» **INFORMATION SUPPLIED**:
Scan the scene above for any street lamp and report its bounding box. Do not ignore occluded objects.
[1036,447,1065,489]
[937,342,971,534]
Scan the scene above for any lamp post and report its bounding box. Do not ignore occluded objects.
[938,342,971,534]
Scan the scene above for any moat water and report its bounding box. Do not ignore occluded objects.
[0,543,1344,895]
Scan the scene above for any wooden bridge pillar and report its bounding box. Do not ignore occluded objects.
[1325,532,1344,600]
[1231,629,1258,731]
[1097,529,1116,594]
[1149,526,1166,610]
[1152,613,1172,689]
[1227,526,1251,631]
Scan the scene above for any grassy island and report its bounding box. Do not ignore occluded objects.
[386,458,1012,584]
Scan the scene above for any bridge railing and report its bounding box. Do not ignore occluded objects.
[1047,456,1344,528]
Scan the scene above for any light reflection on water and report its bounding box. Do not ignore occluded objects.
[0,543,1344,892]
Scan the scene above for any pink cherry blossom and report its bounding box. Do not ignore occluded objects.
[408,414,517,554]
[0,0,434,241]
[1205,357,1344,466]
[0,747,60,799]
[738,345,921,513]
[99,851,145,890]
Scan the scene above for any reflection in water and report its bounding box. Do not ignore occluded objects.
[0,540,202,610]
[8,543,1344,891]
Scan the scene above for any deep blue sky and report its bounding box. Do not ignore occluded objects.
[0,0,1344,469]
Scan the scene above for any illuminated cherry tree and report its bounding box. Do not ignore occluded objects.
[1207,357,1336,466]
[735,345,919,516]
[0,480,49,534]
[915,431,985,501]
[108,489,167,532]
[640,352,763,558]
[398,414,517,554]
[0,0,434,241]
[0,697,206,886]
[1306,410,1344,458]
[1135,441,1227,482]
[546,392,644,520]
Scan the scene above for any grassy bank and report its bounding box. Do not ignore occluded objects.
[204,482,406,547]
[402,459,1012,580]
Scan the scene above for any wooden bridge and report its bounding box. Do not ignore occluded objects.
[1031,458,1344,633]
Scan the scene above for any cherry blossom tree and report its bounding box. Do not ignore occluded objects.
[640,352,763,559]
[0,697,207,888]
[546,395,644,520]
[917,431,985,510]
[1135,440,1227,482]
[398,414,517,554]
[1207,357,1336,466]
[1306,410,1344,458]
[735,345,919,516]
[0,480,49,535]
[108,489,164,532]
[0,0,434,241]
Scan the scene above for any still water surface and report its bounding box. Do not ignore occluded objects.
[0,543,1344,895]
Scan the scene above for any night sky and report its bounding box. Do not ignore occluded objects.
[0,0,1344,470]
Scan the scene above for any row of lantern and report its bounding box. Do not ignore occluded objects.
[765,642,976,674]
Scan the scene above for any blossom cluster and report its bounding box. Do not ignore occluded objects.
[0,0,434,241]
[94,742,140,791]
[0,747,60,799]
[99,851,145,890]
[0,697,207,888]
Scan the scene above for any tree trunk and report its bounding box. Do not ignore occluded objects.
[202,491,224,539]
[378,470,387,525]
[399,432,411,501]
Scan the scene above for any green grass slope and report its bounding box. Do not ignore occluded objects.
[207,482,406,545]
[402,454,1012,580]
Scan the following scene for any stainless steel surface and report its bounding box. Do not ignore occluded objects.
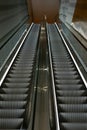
[48,24,87,130]
[0,24,40,129]
[47,24,60,130]
[34,26,50,130]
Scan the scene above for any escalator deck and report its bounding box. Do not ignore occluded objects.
[0,25,39,130]
[48,25,87,130]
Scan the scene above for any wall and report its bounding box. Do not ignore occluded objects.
[28,0,59,23]
[0,0,28,40]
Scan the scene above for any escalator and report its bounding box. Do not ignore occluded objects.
[47,24,87,130]
[0,24,87,130]
[0,25,40,130]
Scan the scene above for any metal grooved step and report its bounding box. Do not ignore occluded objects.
[48,25,87,130]
[0,25,39,130]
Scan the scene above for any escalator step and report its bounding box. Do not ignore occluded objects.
[56,84,85,91]
[55,74,79,80]
[3,88,29,94]
[56,90,86,97]
[3,83,30,88]
[59,113,87,123]
[6,78,31,83]
[0,94,27,101]
[0,109,25,118]
[55,79,81,85]
[60,123,87,130]
[58,104,87,113]
[0,118,23,129]
[0,101,26,109]
[8,73,31,79]
[10,69,32,74]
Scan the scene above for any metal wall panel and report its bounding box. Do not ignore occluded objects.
[0,0,28,40]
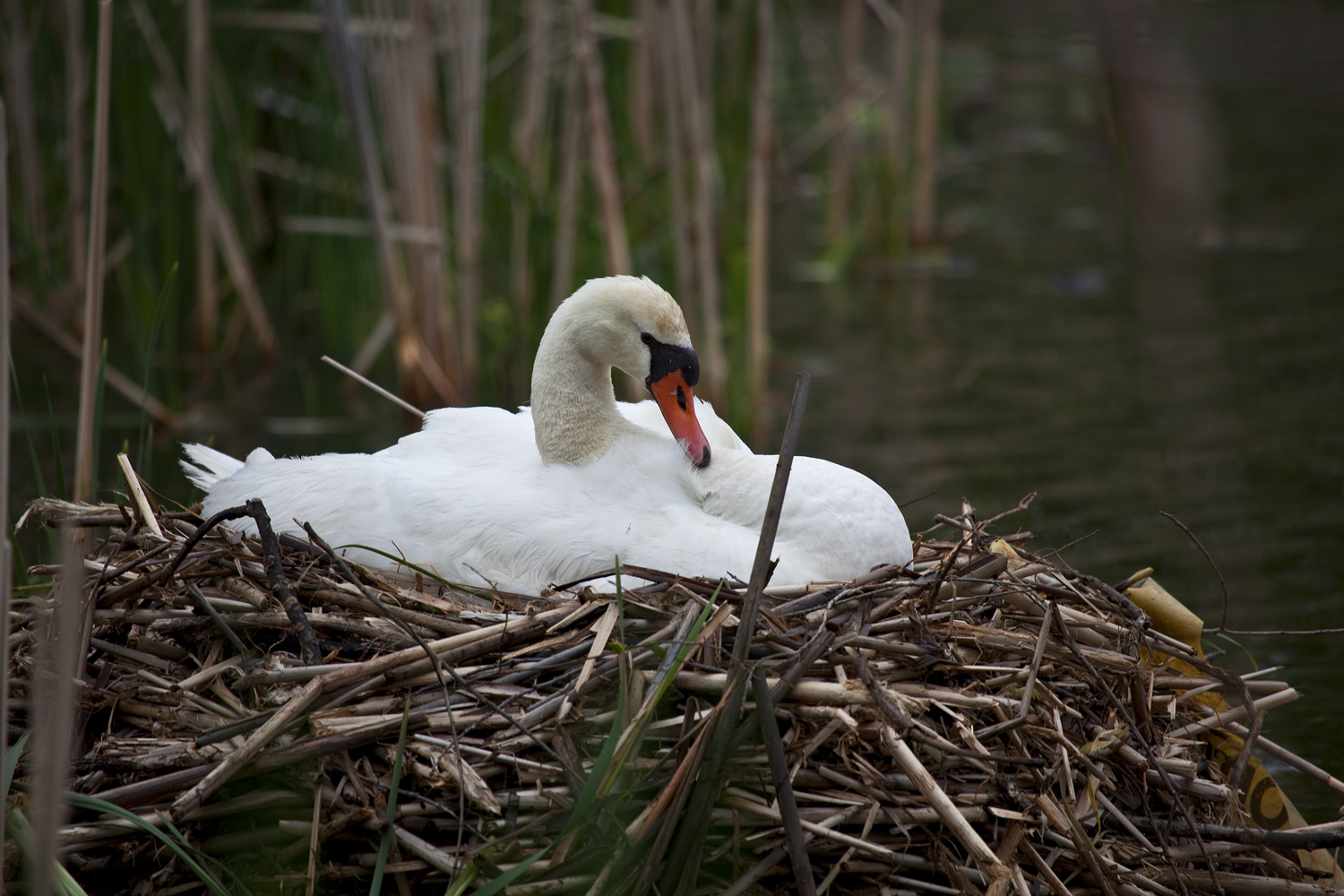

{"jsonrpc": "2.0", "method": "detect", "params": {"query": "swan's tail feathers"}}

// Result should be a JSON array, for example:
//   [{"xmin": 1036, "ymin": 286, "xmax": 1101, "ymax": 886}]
[{"xmin": 180, "ymin": 442, "xmax": 244, "ymax": 492}]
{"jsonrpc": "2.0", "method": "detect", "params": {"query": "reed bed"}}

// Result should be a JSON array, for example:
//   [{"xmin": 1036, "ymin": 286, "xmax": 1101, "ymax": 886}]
[{"xmin": 10, "ymin": 495, "xmax": 1344, "ymax": 896}]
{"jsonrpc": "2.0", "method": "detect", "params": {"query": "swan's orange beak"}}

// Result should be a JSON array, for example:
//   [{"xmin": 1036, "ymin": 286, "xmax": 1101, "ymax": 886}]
[{"xmin": 650, "ymin": 369, "xmax": 710, "ymax": 468}]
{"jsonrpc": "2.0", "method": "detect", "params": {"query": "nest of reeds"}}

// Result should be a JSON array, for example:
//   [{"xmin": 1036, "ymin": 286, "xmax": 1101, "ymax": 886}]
[{"xmin": 8, "ymin": 501, "xmax": 1344, "ymax": 896}]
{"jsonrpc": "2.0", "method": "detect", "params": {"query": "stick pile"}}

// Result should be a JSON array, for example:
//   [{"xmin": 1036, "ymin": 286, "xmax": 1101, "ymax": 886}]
[{"xmin": 10, "ymin": 501, "xmax": 1344, "ymax": 896}]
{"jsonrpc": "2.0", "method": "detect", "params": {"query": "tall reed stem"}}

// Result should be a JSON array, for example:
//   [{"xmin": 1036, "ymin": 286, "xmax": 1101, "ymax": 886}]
[
  {"xmin": 74, "ymin": 0, "xmax": 112, "ymax": 501},
  {"xmin": 550, "ymin": 54, "xmax": 583, "ymax": 312},
  {"xmin": 187, "ymin": 0, "xmax": 220, "ymax": 354},
  {"xmin": 747, "ymin": 0, "xmax": 774, "ymax": 441},
  {"xmin": 449, "ymin": 0, "xmax": 489, "ymax": 403},
  {"xmin": 910, "ymin": 0, "xmax": 943, "ymax": 246},
  {"xmin": 672, "ymin": 0, "xmax": 728, "ymax": 401},
  {"xmin": 0, "ymin": 99, "xmax": 13, "ymax": 875},
  {"xmin": 5, "ymin": 0, "xmax": 47, "ymax": 254},
  {"xmin": 653, "ymin": 0, "xmax": 701, "ymax": 345},
  {"xmin": 827, "ymin": 0, "xmax": 863, "ymax": 243}
]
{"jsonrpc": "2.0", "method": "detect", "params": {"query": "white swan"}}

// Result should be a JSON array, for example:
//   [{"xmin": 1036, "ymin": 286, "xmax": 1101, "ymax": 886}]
[{"xmin": 183, "ymin": 277, "xmax": 910, "ymax": 592}]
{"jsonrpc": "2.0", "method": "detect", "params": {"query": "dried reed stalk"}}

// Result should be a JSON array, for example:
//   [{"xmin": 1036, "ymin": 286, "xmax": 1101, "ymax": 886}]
[
  {"xmin": 747, "ymin": 0, "xmax": 774, "ymax": 441},
  {"xmin": 441, "ymin": 0, "xmax": 489, "ymax": 404},
  {"xmin": 61, "ymin": 0, "xmax": 89, "ymax": 291},
  {"xmin": 366, "ymin": 0, "xmax": 457, "ymax": 404},
  {"xmin": 187, "ymin": 0, "xmax": 220, "ymax": 354},
  {"xmin": 29, "ymin": 529, "xmax": 86, "ymax": 893},
  {"xmin": 11, "ymin": 288, "xmax": 182, "ymax": 430},
  {"xmin": 827, "ymin": 0, "xmax": 863, "ymax": 243},
  {"xmin": 131, "ymin": 0, "xmax": 276, "ymax": 358},
  {"xmin": 74, "ymin": 0, "xmax": 112, "ymax": 501},
  {"xmin": 628, "ymin": 0, "xmax": 661, "ymax": 165},
  {"xmin": 668, "ymin": 0, "xmax": 728, "ymax": 401},
  {"xmin": 572, "ymin": 0, "xmax": 633, "ymax": 274},
  {"xmin": 325, "ymin": 0, "xmax": 459, "ymax": 404},
  {"xmin": 910, "ymin": 0, "xmax": 943, "ymax": 246},
  {"xmin": 5, "ymin": 0, "xmax": 47, "ymax": 254},
  {"xmin": 882, "ymin": 0, "xmax": 916, "ymax": 184},
  {"xmin": 10, "ymin": 491, "xmax": 1344, "ymax": 896}
]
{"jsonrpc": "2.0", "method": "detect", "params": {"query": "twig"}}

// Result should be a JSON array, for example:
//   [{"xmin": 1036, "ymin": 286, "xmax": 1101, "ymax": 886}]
[
  {"xmin": 752, "ymin": 670, "xmax": 817, "ymax": 896},
  {"xmin": 246, "ymin": 498, "xmax": 323, "ymax": 665},
  {"xmin": 74, "ymin": 0, "xmax": 112, "ymax": 501},
  {"xmin": 978, "ymin": 492, "xmax": 1037, "ymax": 532},
  {"xmin": 1159, "ymin": 511, "xmax": 1228, "ymax": 632},
  {"xmin": 1047, "ymin": 603, "xmax": 1223, "ymax": 896}
]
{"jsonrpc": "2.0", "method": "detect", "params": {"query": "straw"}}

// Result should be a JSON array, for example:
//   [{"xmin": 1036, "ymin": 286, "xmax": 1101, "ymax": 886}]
[
  {"xmin": 74, "ymin": 0, "xmax": 112, "ymax": 501},
  {"xmin": 10, "ymin": 491, "xmax": 1344, "ymax": 896}
]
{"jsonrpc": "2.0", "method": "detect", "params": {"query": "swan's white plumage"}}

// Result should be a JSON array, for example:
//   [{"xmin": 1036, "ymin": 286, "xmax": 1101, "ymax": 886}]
[{"xmin": 183, "ymin": 278, "xmax": 910, "ymax": 592}]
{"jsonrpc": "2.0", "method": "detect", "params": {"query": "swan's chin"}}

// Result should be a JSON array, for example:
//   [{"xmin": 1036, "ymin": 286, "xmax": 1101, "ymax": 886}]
[{"xmin": 650, "ymin": 369, "xmax": 710, "ymax": 469}]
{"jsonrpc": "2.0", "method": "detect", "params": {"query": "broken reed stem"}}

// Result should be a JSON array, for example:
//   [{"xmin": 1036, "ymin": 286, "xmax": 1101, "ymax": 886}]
[
  {"xmin": 572, "ymin": 0, "xmax": 633, "ymax": 274},
  {"xmin": 10, "ymin": 491, "xmax": 1344, "ymax": 896},
  {"xmin": 747, "ymin": 0, "xmax": 774, "ymax": 441},
  {"xmin": 187, "ymin": 0, "xmax": 220, "ymax": 354},
  {"xmin": 323, "ymin": 355, "xmax": 425, "ymax": 417},
  {"xmin": 74, "ymin": 0, "xmax": 112, "ymax": 501},
  {"xmin": 733, "ymin": 371, "xmax": 812, "ymax": 669},
  {"xmin": 548, "ymin": 51, "xmax": 583, "ymax": 312},
  {"xmin": 668, "ymin": 0, "xmax": 728, "ymax": 401}
]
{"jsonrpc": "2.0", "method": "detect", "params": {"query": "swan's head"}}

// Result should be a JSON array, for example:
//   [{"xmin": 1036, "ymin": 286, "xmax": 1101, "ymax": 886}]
[{"xmin": 532, "ymin": 275, "xmax": 710, "ymax": 468}]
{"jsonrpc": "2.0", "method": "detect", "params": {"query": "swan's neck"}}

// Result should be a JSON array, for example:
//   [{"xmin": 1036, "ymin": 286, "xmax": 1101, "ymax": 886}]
[{"xmin": 532, "ymin": 329, "xmax": 642, "ymax": 466}]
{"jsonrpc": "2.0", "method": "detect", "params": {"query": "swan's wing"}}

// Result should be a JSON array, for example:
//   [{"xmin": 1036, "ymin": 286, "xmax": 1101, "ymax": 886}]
[
  {"xmin": 617, "ymin": 398, "xmax": 752, "ymax": 454},
  {"xmin": 179, "ymin": 442, "xmax": 244, "ymax": 492}
]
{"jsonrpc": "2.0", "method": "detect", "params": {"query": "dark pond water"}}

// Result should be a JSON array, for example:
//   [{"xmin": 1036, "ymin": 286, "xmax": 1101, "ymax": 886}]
[{"xmin": 774, "ymin": 3, "xmax": 1344, "ymax": 821}]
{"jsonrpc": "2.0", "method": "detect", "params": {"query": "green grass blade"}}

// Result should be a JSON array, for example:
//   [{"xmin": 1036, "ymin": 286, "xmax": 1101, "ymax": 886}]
[
  {"xmin": 89, "ymin": 340, "xmax": 108, "ymax": 504},
  {"xmin": 58, "ymin": 793, "xmax": 249, "ymax": 896},
  {"xmin": 42, "ymin": 374, "xmax": 70, "ymax": 500},
  {"xmin": 0, "ymin": 731, "xmax": 32, "ymax": 798},
  {"xmin": 368, "ymin": 694, "xmax": 411, "ymax": 896},
  {"xmin": 10, "ymin": 809, "xmax": 88, "ymax": 896},
  {"xmin": 136, "ymin": 262, "xmax": 177, "ymax": 477}
]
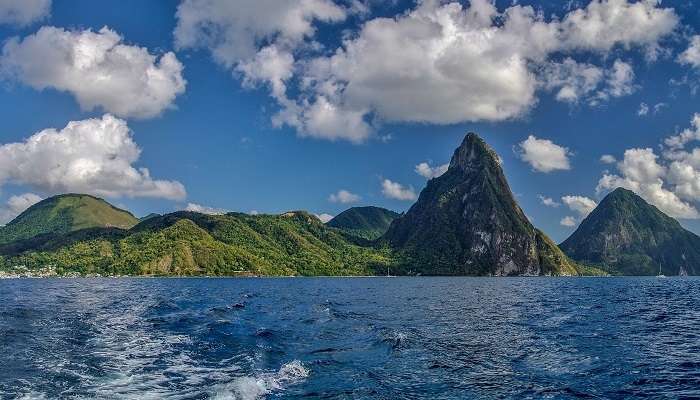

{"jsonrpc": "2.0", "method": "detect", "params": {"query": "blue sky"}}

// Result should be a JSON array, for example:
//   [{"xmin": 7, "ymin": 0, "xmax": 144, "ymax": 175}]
[{"xmin": 0, "ymin": 0, "xmax": 700, "ymax": 241}]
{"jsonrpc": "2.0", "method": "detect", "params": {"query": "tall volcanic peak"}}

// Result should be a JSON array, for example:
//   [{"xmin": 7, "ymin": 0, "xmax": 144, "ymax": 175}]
[
  {"xmin": 561, "ymin": 188, "xmax": 700, "ymax": 275},
  {"xmin": 384, "ymin": 133, "xmax": 577, "ymax": 275}
]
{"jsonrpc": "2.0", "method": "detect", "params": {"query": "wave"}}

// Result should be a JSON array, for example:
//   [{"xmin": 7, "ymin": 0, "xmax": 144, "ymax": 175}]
[{"xmin": 211, "ymin": 360, "xmax": 310, "ymax": 400}]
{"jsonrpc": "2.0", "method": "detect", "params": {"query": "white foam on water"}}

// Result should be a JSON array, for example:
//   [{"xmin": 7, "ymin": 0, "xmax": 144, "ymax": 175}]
[{"xmin": 211, "ymin": 360, "xmax": 310, "ymax": 400}]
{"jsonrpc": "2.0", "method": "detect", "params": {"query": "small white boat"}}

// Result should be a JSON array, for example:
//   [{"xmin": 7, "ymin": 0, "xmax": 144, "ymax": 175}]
[{"xmin": 656, "ymin": 263, "xmax": 666, "ymax": 278}]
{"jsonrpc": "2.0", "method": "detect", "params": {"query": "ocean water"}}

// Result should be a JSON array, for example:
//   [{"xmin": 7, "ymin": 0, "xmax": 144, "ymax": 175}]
[{"xmin": 0, "ymin": 278, "xmax": 700, "ymax": 400}]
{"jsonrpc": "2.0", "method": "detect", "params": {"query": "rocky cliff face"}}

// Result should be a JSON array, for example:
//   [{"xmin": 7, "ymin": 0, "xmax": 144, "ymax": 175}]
[
  {"xmin": 383, "ymin": 133, "xmax": 576, "ymax": 276},
  {"xmin": 561, "ymin": 188, "xmax": 700, "ymax": 275}
]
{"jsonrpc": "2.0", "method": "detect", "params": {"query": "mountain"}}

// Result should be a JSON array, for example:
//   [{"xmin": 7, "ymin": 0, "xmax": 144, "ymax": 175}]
[
  {"xmin": 560, "ymin": 188, "xmax": 700, "ymax": 275},
  {"xmin": 0, "ymin": 211, "xmax": 392, "ymax": 276},
  {"xmin": 383, "ymin": 133, "xmax": 578, "ymax": 276},
  {"xmin": 139, "ymin": 213, "xmax": 161, "ymax": 222},
  {"xmin": 0, "ymin": 194, "xmax": 139, "ymax": 243},
  {"xmin": 326, "ymin": 206, "xmax": 400, "ymax": 240}
]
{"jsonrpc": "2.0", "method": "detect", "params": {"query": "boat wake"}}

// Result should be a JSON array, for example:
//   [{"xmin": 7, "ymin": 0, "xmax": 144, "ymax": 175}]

» **PROBLEM DETAILS**: Reproduce verbatim the part of the material above that opens with its very first line and closes with the line containing "[1227,526,1251,631]", including both of those lines.

» **ANSWER TO THE TASK**:
Scan the scene above for any street lamp and report its bounding box. Do not ignore occluded objects.
[1036,447,1065,489]
[937,342,971,534]
Scan the scene above for any lamp post and report its bounding box. Do not ignore occluded objects.
[938,342,971,534]
Scan the scene above for any moat water and report its bounding box. Do not ignore occluded objects.
[0,543,1344,895]
Scan the scene above for any wooden bridge pillar and report its bounding box. Do not ignore occluded objects.
[1325,532,1344,600]
[1231,629,1258,731]
[1097,529,1116,594]
[1149,526,1166,610]
[1152,613,1172,689]
[1227,526,1251,631]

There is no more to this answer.